───── SELECTED EXTRACT

ACE 592 - Lecture 2.1

Numerical arithmetic

Diego S. Cardoso

University of Illinois Urbana-Champaign

Course Roadmap

1. Introduction to Scientific Computing
2. Fundamentals of numerical methods
   1. Numerical arithmetic
   2. Numerical differentiation
   3. Numerical integration
3. Systems of equations
4. Optimization
5. Function approximation
6. Structural estimation

Agenda

• Today we will understand how computers perform mathematical operations
• And, most importantly, why they have an inherent limitation that we must always have in mind

Main references for today

• Miranda & Fackler (2002), Ch. 2
• Judd (1998), Ch. 2
• Lecture notes for Ivan Rudik’s Dynamic Optimization (Cornell)

Briefest review of Computer Systems

(or How do computers work?)

Why bother?

Knowing the basics of how computers perform the instructions we give them is essential to

• Understand why we write code in certain ways
• Why your program fails or takes forever to run
• Write more efficient routines
• Understand the limits of computational methods in quantitative research

What happens when we run a program?

function hello()
  print("hello, world\n")
end;

hello()

hello, world

What happens when we run a program?

1. Our function hello is compiled: another program will read our human language and convert it to machine language (instructions)

──────────

• JOB A
Show every line of the listing that contains the string "instance", treating uppercase and lowercase as different.
The lecture text has nothing to do with the listing that comes after it.

───── STORED ROWS

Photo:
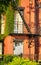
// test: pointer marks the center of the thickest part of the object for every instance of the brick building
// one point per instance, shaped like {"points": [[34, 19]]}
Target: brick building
{"points": [[22, 41]]}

──────────

• JOB B
According to the lecture on numerical arithmetic, what is the first thing that happens when we run a program?

• FINISHED ANSWER A
// test: pointer marks the center of the thickest part of the object for every instance of the brick building
// one point per instance, shaped like {"points": [[34, 19]]}

• FINISHED ANSWER B
The function hello is compiled: another program reads our human language and converts it into machine language instructions.